# Work required
All of the records listed below should be retyped exactly.

....

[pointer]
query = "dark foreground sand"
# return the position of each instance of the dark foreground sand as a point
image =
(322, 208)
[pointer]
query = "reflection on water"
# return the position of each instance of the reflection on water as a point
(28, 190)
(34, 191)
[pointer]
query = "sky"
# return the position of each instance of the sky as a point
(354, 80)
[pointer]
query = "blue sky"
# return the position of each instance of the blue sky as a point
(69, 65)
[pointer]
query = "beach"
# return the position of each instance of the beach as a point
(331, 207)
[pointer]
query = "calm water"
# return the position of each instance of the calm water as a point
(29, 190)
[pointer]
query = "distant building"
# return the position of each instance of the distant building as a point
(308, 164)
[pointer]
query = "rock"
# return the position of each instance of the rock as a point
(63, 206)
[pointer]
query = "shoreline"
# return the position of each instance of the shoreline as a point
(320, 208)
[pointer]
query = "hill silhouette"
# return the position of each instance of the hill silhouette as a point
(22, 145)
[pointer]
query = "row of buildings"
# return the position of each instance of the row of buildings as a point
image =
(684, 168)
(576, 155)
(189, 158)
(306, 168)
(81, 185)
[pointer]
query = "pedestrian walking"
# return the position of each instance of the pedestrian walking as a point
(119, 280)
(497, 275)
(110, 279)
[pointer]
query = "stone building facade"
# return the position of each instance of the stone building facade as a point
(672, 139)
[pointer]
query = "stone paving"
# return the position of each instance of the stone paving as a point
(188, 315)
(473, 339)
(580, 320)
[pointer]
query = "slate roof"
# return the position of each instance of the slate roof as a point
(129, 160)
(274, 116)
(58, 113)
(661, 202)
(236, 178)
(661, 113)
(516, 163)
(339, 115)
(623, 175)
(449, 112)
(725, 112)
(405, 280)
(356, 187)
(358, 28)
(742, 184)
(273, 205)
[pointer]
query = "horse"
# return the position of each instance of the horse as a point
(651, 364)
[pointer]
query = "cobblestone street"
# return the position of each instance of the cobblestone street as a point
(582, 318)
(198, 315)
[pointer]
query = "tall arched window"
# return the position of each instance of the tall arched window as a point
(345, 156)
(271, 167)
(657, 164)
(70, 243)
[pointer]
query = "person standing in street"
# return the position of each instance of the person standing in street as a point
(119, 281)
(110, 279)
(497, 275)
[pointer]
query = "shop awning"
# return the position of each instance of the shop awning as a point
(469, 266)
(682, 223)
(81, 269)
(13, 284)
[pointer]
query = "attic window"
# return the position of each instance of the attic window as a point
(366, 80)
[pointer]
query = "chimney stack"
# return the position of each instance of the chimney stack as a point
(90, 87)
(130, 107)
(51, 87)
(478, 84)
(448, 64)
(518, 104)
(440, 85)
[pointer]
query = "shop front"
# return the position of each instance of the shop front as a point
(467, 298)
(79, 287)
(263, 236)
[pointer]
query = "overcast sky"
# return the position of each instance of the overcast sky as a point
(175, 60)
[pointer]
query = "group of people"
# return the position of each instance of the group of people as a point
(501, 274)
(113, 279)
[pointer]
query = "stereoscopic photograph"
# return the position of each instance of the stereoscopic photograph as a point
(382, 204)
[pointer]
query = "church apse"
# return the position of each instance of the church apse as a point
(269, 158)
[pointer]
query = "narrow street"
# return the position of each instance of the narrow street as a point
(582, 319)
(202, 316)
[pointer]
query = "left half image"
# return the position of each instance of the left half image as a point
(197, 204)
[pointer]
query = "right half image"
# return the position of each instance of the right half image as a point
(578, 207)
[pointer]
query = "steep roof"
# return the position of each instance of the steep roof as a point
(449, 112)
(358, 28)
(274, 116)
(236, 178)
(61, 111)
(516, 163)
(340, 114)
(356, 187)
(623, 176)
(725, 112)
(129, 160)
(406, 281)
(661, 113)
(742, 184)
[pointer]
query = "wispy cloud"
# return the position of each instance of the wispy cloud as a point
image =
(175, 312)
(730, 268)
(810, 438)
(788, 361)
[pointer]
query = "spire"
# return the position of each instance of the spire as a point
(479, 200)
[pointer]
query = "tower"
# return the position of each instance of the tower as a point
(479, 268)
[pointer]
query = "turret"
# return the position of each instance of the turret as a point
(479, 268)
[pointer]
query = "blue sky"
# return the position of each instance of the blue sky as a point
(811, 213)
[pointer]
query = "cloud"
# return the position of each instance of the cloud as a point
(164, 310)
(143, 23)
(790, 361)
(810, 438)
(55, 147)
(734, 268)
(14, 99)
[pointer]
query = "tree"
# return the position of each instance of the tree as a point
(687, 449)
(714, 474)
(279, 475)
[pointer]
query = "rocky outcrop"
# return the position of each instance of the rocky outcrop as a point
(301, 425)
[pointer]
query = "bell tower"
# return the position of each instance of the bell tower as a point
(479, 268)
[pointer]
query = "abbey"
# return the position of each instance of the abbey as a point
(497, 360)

....

# Response for this exercise
[pointer]
query = "dark foreground sand"
# return the position of each instance of the dark foreground sand as a point
image =
(322, 208)
[pointer]
query = "reflection on water"
# return the position of each instance of the reflection on water as a point
(28, 190)
(34, 191)
[pointer]
query = "sky"
# return the position of each instance of the sky as a point
(354, 80)
[pointer]
query = "blue sky"
# return the position of each instance of the blue sky as a point
(69, 65)
[pointer]
query = "beach"
# return the position of each instance of the beach as a point
(331, 207)
[pointer]
query = "calm water"
# return the position of each instance of the calm water as a point
(29, 190)
[pointer]
query = "distant building"
# return the position of each instance of the distant building as a point
(308, 164)
[pointer]
query = "rock"
# return the position of each instance of the rock as a point
(63, 206)
[pointer]
query = "shoreline"
# return the position of each instance of the shoreline as a point
(320, 208)
[pointer]
query = "hill silhouette"
# return the position of each instance of the hill silhouette as a point
(22, 145)
[pointer]
query = "row of buildings"
# return the position of each instance of the row of buildings as a point
image =
(684, 168)
(576, 155)
(189, 158)
(306, 168)
(81, 185)
[pointer]
query = "pedestrian walking"
# return the position of each instance of the pedestrian walking as a point
(119, 280)
(497, 275)
(110, 279)
[pointer]
query = "stone building facade"
# return the position of each instance of the stone building facade as a point
(672, 139)
[pointer]
query = "stone paving"
# return the position of each instance of the stone paving as a point
(188, 315)
(473, 339)
(580, 320)
[pointer]
query = "slate roof"
# return the position of each instance of the slate roof as a point
(129, 160)
(274, 116)
(58, 113)
(661, 202)
(236, 178)
(661, 113)
(516, 163)
(339, 115)
(623, 175)
(449, 112)
(725, 112)
(405, 280)
(356, 187)
(358, 28)
(742, 184)
(273, 205)
[pointer]
query = "horse"
# return the position of each instance of the horse as a point
(651, 364)
[pointer]
query = "cobblestone street"
# return the position of each instance of the cobblestone street as a point
(582, 318)
(198, 315)
[pointer]
query = "tall arched window"
# return the position of each instance of the tall arched window as a point
(345, 156)
(271, 167)
(657, 164)
(70, 243)
[pointer]
query = "person standing in street"
# return the position of each instance of the person standing in street as a point
(119, 281)
(110, 279)
(497, 275)
[pointer]
query = "shop awning"
# return the position of each instance of the shop awning as a point
(469, 266)
(682, 223)
(81, 269)
(13, 284)
[pointer]
query = "attic window"
# return the position of each instance of the attic window as a point
(366, 80)
[pointer]
query = "chimney stack"
# return the position of each instance of the chimney stack as a point
(90, 87)
(130, 107)
(51, 87)
(478, 84)
(448, 64)
(518, 104)
(440, 85)
[pointer]
query = "shop front"
# return the position of each instance of the shop front as a point
(467, 298)
(79, 287)
(263, 236)
[pointer]
query = "overcast sky"
# return the position of each instance of the overcast sky as a point
(175, 60)
[pointer]
query = "group of people"
# return the position of each instance of the group of people as a point
(501, 274)
(113, 279)
[pointer]
query = "stereoscopic photograph"
# return the position of each instance of the stereoscopic photograph as a point
(382, 204)
[pointer]
query = "church apse"
# return the position of each instance of the church apse as a point
(269, 158)
[pointer]
query = "narrow street"
# return the position of each instance of the narrow street as a point
(582, 319)
(202, 316)
[pointer]
query = "left half image"
# return the position of each instance of the left half image as a point
(197, 204)
[pointer]
query = "right half image"
# return the position of each instance of the right half image as a point
(578, 207)
[pointer]
query = "steep roof"
# return the position of each instance of the steep roof as a point
(449, 112)
(358, 28)
(274, 116)
(236, 178)
(61, 111)
(516, 163)
(340, 114)
(356, 187)
(623, 176)
(725, 112)
(129, 160)
(406, 281)
(661, 113)
(742, 184)
[pointer]
query = "wispy cloud"
# return the position of each instance of the wispy cloud as a point
image =
(175, 312)
(730, 268)
(810, 438)
(788, 361)
[pointer]
query = "spire"
# return the position of each instance of the spire as a point
(479, 200)
[pointer]
query = "tower"
# return the position of each instance of the tower as a point
(479, 268)
[pointer]
query = "turret"
# return the position of each instance of the turret as a point
(479, 268)
[pointer]
query = "blue sky"
# return the position of each instance of the blue sky as a point
(811, 213)
[pointer]
query = "cloud"
# return the position of each instance of the cloud as a point
(164, 310)
(143, 23)
(790, 361)
(810, 438)
(55, 147)
(734, 268)
(14, 99)
[pointer]
query = "tree"
# return the position of each instance of the tree as a point
(687, 449)
(714, 474)
(279, 475)
[pointer]
query = "rocky outcrop"
# return the position of each instance of the rocky outcrop as a point
(301, 425)
[pointer]
query = "bell tower"
# return the position of each instance of the bell tower as a point
(479, 268)
[pointer]
query = "abbey"
# return the position of each instance of the abbey as a point
(497, 360)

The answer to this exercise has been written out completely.